## Begin Dataset

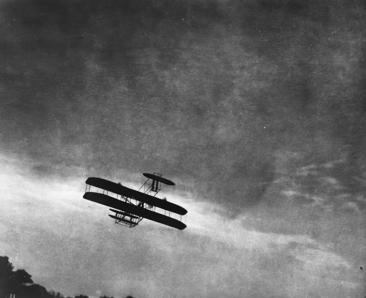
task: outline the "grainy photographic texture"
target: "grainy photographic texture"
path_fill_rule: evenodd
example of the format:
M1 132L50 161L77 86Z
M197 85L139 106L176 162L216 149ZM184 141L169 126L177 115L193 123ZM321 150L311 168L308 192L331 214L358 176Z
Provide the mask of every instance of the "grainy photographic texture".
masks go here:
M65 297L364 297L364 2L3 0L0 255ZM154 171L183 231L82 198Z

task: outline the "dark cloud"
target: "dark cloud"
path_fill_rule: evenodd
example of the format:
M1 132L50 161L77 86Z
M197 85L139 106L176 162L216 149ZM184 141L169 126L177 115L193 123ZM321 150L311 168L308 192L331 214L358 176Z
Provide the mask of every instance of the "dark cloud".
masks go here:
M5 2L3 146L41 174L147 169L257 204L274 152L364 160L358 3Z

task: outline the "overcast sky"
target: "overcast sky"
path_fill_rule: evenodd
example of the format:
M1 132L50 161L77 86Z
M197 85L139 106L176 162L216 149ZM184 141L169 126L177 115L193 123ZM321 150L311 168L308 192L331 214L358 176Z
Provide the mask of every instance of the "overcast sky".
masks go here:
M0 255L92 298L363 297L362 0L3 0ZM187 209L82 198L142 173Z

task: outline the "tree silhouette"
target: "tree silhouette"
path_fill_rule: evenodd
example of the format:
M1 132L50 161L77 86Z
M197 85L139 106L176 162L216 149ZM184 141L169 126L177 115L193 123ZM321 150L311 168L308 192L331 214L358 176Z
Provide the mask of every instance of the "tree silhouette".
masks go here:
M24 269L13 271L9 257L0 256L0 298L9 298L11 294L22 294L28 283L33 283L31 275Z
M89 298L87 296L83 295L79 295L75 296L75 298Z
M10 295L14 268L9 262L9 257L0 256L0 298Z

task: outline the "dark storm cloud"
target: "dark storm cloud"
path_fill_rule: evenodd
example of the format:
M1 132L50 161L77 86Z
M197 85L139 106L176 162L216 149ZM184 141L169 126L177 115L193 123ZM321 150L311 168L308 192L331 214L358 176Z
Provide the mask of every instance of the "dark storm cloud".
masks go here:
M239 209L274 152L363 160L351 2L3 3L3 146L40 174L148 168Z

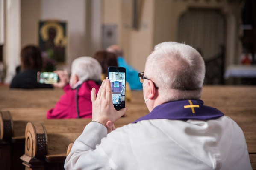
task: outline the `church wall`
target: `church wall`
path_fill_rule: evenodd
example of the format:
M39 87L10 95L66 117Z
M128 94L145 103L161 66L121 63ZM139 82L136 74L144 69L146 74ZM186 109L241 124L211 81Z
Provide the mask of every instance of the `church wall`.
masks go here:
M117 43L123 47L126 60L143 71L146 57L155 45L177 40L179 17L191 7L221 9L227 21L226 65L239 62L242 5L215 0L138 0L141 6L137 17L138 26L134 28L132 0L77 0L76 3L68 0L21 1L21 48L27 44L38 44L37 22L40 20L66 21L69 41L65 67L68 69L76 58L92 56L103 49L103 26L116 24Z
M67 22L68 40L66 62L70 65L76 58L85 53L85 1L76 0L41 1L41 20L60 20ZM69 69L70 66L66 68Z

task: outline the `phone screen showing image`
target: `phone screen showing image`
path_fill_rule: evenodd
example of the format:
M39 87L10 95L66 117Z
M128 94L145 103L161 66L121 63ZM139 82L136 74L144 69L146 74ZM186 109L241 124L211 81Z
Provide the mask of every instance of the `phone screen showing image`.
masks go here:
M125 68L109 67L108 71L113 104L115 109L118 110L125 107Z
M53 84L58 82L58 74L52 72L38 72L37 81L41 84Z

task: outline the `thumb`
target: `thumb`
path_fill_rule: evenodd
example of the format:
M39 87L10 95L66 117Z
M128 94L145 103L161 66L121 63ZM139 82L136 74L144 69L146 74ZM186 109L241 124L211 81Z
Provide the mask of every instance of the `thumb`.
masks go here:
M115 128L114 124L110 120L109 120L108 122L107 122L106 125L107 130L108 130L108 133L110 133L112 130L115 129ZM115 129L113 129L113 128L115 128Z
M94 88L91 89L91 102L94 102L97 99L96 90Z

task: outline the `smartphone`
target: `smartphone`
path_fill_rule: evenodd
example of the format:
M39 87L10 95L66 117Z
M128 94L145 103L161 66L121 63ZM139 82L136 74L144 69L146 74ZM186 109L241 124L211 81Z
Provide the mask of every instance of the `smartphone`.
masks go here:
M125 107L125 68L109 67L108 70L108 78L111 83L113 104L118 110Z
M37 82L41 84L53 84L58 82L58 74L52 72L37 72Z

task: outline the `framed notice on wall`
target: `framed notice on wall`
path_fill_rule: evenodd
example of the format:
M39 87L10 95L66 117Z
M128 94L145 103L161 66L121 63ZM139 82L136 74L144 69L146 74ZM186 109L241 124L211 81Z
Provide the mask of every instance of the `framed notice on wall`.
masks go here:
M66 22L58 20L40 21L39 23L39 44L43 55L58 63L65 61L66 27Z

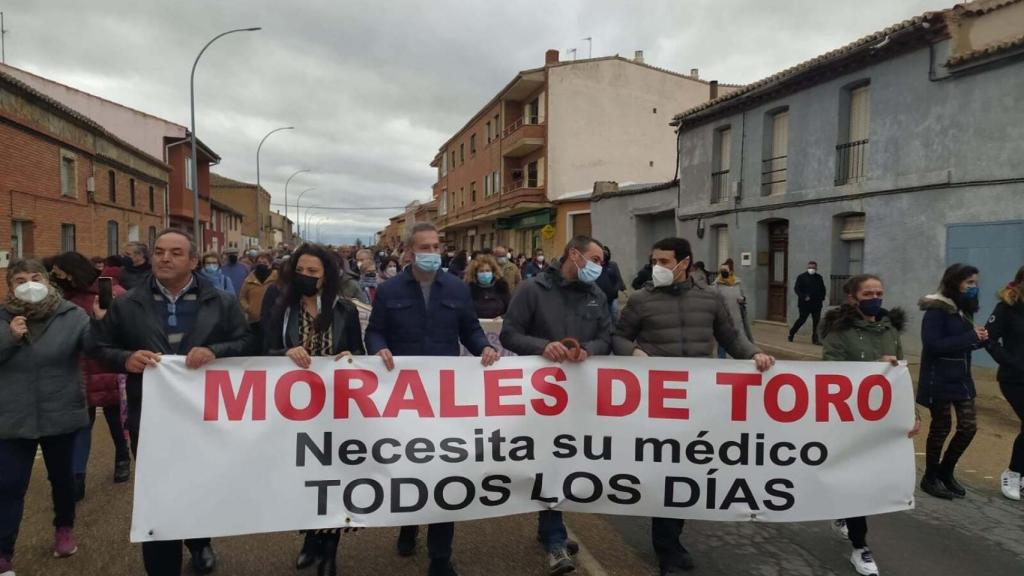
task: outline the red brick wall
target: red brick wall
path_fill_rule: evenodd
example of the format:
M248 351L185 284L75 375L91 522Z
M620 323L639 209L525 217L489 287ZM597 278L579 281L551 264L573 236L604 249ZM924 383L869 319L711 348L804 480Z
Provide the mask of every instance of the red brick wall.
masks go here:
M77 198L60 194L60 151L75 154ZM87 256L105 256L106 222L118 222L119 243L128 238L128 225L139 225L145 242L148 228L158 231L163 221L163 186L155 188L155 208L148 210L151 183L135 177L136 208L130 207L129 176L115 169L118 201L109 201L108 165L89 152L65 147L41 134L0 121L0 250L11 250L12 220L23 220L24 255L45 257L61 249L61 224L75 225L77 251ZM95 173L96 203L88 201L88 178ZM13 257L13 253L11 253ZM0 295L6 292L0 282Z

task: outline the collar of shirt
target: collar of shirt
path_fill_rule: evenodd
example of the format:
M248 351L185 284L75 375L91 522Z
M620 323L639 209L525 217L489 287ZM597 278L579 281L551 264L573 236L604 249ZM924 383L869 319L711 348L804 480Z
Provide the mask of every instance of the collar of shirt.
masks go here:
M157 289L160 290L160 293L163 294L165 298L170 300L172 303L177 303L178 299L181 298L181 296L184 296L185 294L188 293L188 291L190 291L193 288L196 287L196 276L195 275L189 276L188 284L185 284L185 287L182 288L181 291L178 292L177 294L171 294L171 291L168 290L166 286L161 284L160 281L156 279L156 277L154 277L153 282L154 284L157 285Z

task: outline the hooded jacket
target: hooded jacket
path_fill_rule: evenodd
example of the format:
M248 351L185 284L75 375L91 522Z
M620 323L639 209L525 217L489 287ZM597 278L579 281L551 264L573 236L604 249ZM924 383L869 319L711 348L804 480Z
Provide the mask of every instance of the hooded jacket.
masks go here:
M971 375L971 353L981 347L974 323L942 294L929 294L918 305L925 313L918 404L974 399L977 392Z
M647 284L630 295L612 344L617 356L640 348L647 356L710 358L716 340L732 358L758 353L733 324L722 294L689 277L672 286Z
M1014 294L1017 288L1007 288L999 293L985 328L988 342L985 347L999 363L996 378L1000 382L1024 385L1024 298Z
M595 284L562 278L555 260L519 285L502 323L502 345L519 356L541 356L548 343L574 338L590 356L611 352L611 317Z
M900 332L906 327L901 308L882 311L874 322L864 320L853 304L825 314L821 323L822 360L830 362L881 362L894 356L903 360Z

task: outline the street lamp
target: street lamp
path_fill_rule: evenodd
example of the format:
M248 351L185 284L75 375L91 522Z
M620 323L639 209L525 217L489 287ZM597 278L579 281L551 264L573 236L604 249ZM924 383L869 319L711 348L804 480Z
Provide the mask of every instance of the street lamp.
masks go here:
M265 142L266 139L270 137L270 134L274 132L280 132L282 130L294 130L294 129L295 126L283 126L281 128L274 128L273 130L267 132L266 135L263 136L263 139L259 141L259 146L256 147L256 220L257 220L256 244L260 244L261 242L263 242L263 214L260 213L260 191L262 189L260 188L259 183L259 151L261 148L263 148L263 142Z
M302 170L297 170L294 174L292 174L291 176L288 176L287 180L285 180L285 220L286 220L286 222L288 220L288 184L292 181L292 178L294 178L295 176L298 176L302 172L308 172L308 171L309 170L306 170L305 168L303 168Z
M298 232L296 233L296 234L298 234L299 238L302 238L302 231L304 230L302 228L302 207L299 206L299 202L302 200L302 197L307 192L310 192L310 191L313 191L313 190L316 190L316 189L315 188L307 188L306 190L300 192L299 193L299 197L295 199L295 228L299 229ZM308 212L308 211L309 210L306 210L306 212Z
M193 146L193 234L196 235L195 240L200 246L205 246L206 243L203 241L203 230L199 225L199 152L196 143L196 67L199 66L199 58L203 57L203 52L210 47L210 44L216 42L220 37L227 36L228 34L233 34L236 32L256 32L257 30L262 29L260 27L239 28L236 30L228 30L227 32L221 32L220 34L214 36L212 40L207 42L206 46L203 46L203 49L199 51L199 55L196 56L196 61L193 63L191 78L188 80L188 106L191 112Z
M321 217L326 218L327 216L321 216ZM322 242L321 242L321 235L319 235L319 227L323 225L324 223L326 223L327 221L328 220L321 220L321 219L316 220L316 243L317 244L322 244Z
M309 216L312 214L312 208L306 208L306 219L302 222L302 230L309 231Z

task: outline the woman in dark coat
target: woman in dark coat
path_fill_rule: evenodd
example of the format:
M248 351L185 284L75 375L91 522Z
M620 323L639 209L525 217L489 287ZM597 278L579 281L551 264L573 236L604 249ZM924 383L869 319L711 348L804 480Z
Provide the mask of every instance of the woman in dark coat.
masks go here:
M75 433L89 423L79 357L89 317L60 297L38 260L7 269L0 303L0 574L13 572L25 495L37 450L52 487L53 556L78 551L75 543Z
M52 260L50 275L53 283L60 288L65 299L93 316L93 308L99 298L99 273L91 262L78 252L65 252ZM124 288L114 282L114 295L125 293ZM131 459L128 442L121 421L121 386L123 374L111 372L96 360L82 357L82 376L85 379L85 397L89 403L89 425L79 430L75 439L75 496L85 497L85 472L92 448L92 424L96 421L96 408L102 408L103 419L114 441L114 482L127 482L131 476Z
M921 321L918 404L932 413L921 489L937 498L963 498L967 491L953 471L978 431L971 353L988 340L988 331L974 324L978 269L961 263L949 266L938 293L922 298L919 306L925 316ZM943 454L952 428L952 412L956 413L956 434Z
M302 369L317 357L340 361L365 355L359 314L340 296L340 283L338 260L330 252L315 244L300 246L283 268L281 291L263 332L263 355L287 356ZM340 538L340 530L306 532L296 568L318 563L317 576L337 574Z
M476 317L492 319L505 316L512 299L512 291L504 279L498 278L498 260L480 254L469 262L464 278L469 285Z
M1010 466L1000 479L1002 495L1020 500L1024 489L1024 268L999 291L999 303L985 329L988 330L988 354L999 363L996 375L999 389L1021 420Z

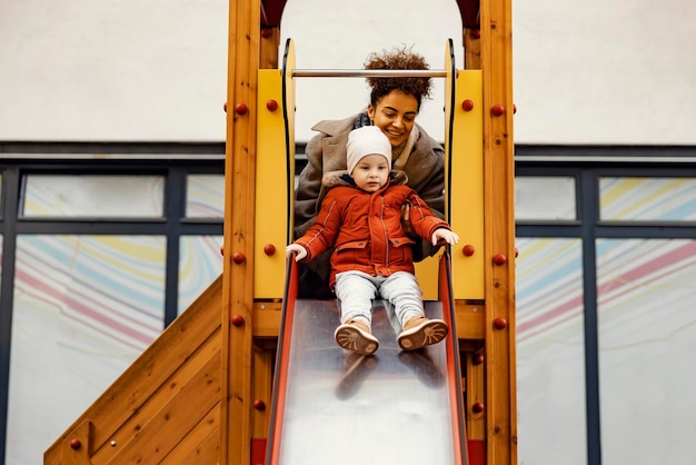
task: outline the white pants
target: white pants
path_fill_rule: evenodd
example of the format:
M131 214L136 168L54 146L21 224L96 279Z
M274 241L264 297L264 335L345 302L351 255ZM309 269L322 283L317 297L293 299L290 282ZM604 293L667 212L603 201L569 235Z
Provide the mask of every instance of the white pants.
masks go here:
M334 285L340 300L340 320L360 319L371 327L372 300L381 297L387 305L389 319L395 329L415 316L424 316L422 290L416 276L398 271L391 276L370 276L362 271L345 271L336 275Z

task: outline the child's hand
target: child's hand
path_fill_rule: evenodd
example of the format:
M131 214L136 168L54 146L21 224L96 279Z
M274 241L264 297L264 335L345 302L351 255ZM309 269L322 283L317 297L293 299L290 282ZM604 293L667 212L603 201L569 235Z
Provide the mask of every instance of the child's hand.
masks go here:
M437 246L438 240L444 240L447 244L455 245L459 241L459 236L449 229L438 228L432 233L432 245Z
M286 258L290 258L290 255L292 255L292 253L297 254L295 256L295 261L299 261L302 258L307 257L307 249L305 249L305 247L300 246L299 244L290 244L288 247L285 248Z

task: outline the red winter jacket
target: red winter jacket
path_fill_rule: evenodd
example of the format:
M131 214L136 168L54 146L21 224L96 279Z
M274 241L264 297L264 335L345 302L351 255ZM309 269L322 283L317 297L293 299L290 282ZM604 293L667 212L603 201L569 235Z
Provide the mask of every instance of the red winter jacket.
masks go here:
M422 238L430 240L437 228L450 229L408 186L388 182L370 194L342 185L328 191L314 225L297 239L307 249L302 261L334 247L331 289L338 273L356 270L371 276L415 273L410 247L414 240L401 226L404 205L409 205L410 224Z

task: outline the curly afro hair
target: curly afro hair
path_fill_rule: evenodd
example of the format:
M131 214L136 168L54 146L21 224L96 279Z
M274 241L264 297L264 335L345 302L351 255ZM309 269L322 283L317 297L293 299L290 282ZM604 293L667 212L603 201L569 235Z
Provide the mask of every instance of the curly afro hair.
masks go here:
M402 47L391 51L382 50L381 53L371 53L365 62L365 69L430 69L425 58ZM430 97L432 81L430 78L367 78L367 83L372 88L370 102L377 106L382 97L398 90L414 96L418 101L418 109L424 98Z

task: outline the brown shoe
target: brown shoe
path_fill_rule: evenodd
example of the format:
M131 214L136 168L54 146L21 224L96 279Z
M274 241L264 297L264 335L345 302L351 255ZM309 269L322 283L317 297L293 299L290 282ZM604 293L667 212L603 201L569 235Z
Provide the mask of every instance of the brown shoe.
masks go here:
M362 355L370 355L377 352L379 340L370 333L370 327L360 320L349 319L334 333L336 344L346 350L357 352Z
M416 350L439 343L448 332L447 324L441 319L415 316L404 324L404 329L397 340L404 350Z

## End Dataset

What you need to do ▸ Recast the listing, from its first line through the line that contains "M65 297L364 297L364", as a JSON list of strings with one string per line. Include both ends, skip blank lines, and omit the pictures.

Expected output ▸
[
  "task: outline the \"grainy photographic texture\"",
  "target: \"grainy photographic texture\"",
  "path_fill_rule: evenodd",
  "example of the format:",
  "M1 132L50 161L77 86Z",
  "M197 85L139 106L176 162L216 149ZM184 141L169 126L177 115L193 123ZM321 150L311 168L308 192L331 214L358 176Z",
  "Provide the mask of every instance of the \"grainy photographic texture\".",
  "masks go here:",
  "M65 297L364 297L364 2L3 0L0 255ZM154 171L183 231L82 198Z"
]